### Texte fourni
# # # #

Affaire T‑529/20

LR

contre

Banque européenne d’investissement (BEI)

Arrêt du Tribunal (septième chambre élargie) du 7 septembre 2022

« Fonction publique – Personnel de la BEI – Rémunération – Indemnité de réinstallation – Établissement de la résidence de l’agent dans son propre foyer après la cessation de service – Article 13, premier alinéa, second tiret, des dispositions administratives applicables au personnel de la BEI – Notion de foyer – Interprétation littérale selon une version linguistique prépondérante – Compétence de pleine juridiction – Litige à caractère pécuniaire – Recevabilité »

  1. Droit de l’Union européenne – Interprétation – Textes plurilingues de la Banque européenne d’investissement – Interprétation uniforme – Prise en considération des différentes versions linguistiques – Caractère prépondérant de la version linguistique originale selon l’intention de l’auteur de l’acte lors de son adoption

    (voir points 27-29)

  2. Fonctionnaires – Agents de la Banque européenne d’investissement – Rémunération – Indemnité de réinstallation – Objet – Conditions d’octroi – Changement de résidence d’un agent après la cessation de service, à condition de ne pas établir sa résidence à son propre foyer – Portée – Transfert au lieu de résidence des membres de sa famille – Exclusion du bénéfice de l’indemnité – Transfert à un logement appartenant à l’agent – Ouverture du bénéfice de l’indemnité

    (Règlement du personnel de la Banque européenne d’investissement, art. 16)

    (voir points 31, 35, 37-41, 45, 46, 50-62)

  3. Banque européenne d’investissement – Autonomie – Personnel de la Banque – Mise en place d’un régime contractuel de travail – Conséquences – Exclusion de l’application par analogie du statut des fonctionnaires – Condition – Atteinte à l’autonomie fonctionnelle de la Banque

    (Art. 308 et 336 TFUE)

    (voir points 42, 43, 47, 48)

# # # #

[Emplacements d’objets dans les images]

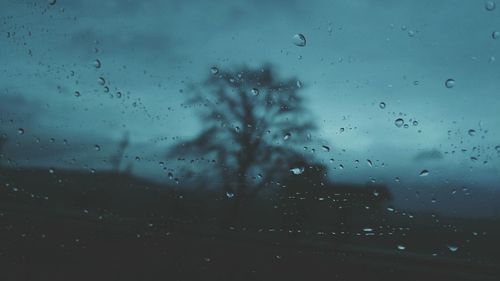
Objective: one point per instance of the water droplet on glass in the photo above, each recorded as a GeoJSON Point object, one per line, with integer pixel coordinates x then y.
{"type": "Point", "coordinates": [101, 81]}
{"type": "Point", "coordinates": [449, 83]}
{"type": "Point", "coordinates": [97, 63]}
{"type": "Point", "coordinates": [299, 40]}
{"type": "Point", "coordinates": [424, 173]}
{"type": "Point", "coordinates": [399, 122]}
{"type": "Point", "coordinates": [490, 5]}
{"type": "Point", "coordinates": [297, 170]}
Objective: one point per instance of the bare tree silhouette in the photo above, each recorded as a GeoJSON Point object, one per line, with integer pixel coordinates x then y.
{"type": "Point", "coordinates": [254, 125]}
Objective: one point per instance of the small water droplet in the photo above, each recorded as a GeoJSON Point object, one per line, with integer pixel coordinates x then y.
{"type": "Point", "coordinates": [453, 248]}
{"type": "Point", "coordinates": [97, 63]}
{"type": "Point", "coordinates": [399, 122]}
{"type": "Point", "coordinates": [490, 5]}
{"type": "Point", "coordinates": [297, 170]}
{"type": "Point", "coordinates": [101, 81]}
{"type": "Point", "coordinates": [424, 173]}
{"type": "Point", "coordinates": [449, 83]}
{"type": "Point", "coordinates": [299, 40]}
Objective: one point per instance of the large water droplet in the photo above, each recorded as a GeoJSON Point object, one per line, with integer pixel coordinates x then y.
{"type": "Point", "coordinates": [399, 122]}
{"type": "Point", "coordinates": [297, 170]}
{"type": "Point", "coordinates": [299, 40]}
{"type": "Point", "coordinates": [490, 5]}
{"type": "Point", "coordinates": [449, 83]}
{"type": "Point", "coordinates": [424, 173]}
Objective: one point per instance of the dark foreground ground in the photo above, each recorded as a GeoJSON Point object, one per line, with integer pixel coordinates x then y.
{"type": "Point", "coordinates": [41, 247]}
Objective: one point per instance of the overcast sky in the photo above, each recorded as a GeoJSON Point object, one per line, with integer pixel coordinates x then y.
{"type": "Point", "coordinates": [358, 54]}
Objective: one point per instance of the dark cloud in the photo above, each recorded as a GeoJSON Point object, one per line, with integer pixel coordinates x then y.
{"type": "Point", "coordinates": [429, 155]}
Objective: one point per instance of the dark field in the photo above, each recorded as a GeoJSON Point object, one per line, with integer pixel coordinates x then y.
{"type": "Point", "coordinates": [46, 239]}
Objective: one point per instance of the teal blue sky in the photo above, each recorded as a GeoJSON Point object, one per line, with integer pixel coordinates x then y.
{"type": "Point", "coordinates": [358, 53]}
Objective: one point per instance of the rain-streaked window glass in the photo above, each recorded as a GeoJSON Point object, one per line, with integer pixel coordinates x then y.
{"type": "Point", "coordinates": [249, 140]}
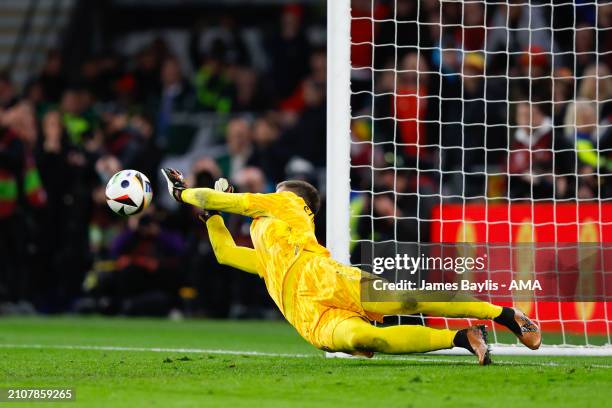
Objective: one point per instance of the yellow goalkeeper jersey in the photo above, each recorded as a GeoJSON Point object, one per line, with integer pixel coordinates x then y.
{"type": "Point", "coordinates": [308, 286]}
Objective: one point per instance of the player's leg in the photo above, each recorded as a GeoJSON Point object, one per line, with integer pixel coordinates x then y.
{"type": "Point", "coordinates": [515, 320]}
{"type": "Point", "coordinates": [355, 334]}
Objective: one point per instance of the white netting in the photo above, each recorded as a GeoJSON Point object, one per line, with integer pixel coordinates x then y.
{"type": "Point", "coordinates": [485, 121]}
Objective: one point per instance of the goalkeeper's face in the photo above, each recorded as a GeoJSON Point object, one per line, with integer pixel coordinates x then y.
{"type": "Point", "coordinates": [307, 191]}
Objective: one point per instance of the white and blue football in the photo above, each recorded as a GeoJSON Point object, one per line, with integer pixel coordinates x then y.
{"type": "Point", "coordinates": [128, 192]}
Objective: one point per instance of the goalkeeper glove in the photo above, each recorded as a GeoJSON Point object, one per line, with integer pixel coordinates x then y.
{"type": "Point", "coordinates": [176, 182]}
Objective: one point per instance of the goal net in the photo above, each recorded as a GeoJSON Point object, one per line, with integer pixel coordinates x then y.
{"type": "Point", "coordinates": [481, 122]}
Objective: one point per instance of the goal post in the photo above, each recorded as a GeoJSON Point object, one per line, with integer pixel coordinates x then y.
{"type": "Point", "coordinates": [338, 128]}
{"type": "Point", "coordinates": [480, 122]}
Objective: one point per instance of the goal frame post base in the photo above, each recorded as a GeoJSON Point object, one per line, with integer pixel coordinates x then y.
{"type": "Point", "coordinates": [515, 350]}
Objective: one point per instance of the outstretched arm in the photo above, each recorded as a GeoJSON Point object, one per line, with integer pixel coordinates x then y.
{"type": "Point", "coordinates": [210, 199]}
{"type": "Point", "coordinates": [226, 250]}
{"type": "Point", "coordinates": [219, 199]}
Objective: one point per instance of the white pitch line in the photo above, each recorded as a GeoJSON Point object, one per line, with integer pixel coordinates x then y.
{"type": "Point", "coordinates": [417, 358]}
{"type": "Point", "coordinates": [155, 350]}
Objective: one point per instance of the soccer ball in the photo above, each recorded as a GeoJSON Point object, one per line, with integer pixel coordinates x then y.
{"type": "Point", "coordinates": [128, 192]}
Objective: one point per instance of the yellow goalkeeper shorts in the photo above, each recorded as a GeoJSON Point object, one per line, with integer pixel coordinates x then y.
{"type": "Point", "coordinates": [325, 294]}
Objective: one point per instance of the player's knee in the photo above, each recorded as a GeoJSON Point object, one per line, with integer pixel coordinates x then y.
{"type": "Point", "coordinates": [366, 339]}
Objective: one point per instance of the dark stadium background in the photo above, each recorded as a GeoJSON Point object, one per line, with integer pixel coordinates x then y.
{"type": "Point", "coordinates": [235, 89]}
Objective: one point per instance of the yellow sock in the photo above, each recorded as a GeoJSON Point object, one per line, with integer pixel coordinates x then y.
{"type": "Point", "coordinates": [478, 310]}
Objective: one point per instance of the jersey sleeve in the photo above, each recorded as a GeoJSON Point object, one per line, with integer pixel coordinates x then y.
{"type": "Point", "coordinates": [252, 205]}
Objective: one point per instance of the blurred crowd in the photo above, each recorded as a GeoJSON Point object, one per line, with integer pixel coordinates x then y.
{"type": "Point", "coordinates": [500, 101]}
{"type": "Point", "coordinates": [469, 105]}
{"type": "Point", "coordinates": [65, 135]}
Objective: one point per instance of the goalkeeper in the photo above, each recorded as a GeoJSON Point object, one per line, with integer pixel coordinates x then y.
{"type": "Point", "coordinates": [319, 296]}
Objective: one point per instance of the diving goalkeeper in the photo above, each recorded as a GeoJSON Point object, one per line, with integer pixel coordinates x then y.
{"type": "Point", "coordinates": [321, 297]}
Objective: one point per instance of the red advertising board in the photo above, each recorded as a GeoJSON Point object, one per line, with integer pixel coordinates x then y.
{"type": "Point", "coordinates": [539, 223]}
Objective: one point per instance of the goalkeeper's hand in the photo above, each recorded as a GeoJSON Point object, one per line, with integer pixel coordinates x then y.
{"type": "Point", "coordinates": [223, 186]}
{"type": "Point", "coordinates": [176, 182]}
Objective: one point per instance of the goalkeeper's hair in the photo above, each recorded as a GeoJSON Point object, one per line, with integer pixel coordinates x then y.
{"type": "Point", "coordinates": [307, 191]}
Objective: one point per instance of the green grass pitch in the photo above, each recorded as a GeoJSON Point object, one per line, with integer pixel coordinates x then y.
{"type": "Point", "coordinates": [159, 363]}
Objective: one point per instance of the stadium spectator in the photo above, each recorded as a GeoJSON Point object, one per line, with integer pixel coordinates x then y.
{"type": "Point", "coordinates": [530, 164]}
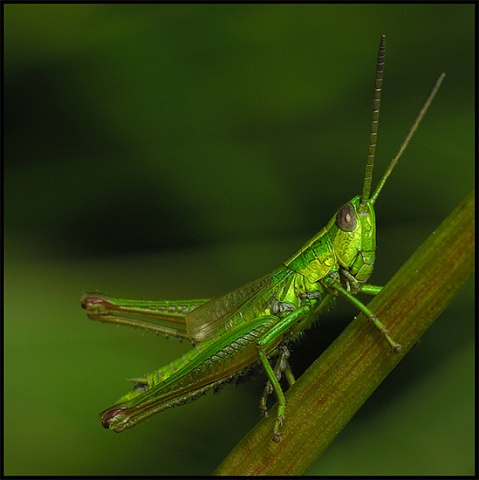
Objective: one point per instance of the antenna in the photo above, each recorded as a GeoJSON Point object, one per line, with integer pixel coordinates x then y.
{"type": "Point", "coordinates": [373, 135]}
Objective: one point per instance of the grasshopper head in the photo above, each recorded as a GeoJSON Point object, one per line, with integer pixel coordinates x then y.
{"type": "Point", "coordinates": [353, 236]}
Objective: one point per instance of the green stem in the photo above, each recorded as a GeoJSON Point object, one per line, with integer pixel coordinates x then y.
{"type": "Point", "coordinates": [330, 392]}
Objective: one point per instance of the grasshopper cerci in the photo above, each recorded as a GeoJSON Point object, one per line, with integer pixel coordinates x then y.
{"type": "Point", "coordinates": [255, 323]}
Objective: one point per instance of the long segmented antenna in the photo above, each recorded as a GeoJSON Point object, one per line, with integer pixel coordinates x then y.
{"type": "Point", "coordinates": [408, 137]}
{"type": "Point", "coordinates": [373, 136]}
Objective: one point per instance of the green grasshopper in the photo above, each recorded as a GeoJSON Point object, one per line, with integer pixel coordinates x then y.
{"type": "Point", "coordinates": [255, 323]}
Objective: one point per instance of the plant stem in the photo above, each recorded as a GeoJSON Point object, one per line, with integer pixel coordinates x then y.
{"type": "Point", "coordinates": [325, 398]}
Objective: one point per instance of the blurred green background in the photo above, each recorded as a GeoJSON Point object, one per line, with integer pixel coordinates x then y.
{"type": "Point", "coordinates": [179, 151]}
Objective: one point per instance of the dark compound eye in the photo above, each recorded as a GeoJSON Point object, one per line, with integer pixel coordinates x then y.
{"type": "Point", "coordinates": [346, 218]}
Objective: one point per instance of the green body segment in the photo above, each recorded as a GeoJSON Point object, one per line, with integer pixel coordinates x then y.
{"type": "Point", "coordinates": [233, 348]}
{"type": "Point", "coordinates": [254, 323]}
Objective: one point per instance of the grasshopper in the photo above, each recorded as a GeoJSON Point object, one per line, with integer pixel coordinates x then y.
{"type": "Point", "coordinates": [255, 323]}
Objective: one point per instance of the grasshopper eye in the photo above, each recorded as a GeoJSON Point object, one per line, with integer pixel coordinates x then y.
{"type": "Point", "coordinates": [346, 218]}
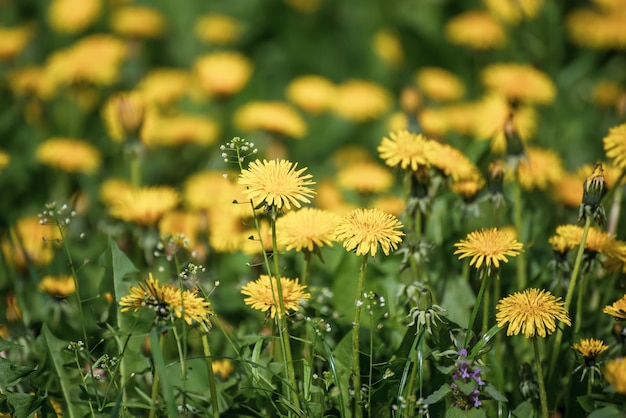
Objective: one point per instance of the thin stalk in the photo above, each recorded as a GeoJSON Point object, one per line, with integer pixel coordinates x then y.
{"type": "Point", "coordinates": [356, 326]}
{"type": "Point", "coordinates": [570, 293]}
{"type": "Point", "coordinates": [542, 386]}
{"type": "Point", "coordinates": [521, 257]}
{"type": "Point", "coordinates": [470, 326]}
{"type": "Point", "coordinates": [211, 376]}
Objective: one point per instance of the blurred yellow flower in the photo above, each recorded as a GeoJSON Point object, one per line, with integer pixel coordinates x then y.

# # # #

### Consignes
1 – Indiquez si chaque affirmation ci-dessous concorde avec le texte fourni, en répondant par oui ou non et en citant mot pour mot le passage qui tranche. (a) L’arrêt a été rendu par la septième chambre élargie du Tribunal. (b) Le transfert à un logement appartenant à l’agent exclut le bénéfice de l’indemnité de réinstallation. (c) Le statut des fonctionnaires s’applique par analogie au personnel de la BEI.
2 – Traduisez en anglais l’intitulé suivant du texte fourni : « Arrêt du Tribunal (septième chambre élargie) du 7 septembre 2022 ».

### Réponses par consigne
1 –
(a) Oui : « Arrêt du Tribunal (septième chambre élargie) du 7 septembre 2022 »
(b) Non : « Transfert à un logement appartenant à l’agent – Ouverture du bénéfice de l’indemnité »
(c) Non : « Exclusion de l’application par analogie du statut des fonctionnaires »

2 – Judgment of the General Court (Seventh Chamber, Extended Composition) of 7 September 2022